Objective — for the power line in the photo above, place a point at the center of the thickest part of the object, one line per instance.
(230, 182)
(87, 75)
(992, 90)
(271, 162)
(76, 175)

::::::::

◆ Required work:
Your task is to retype all of the records exactly.

◆ Solution:
Objective — for the power line in the photo above, place a point at the center of the thickest part of the object, one line per instance.
(230, 182)
(87, 75)
(992, 90)
(271, 162)
(76, 175)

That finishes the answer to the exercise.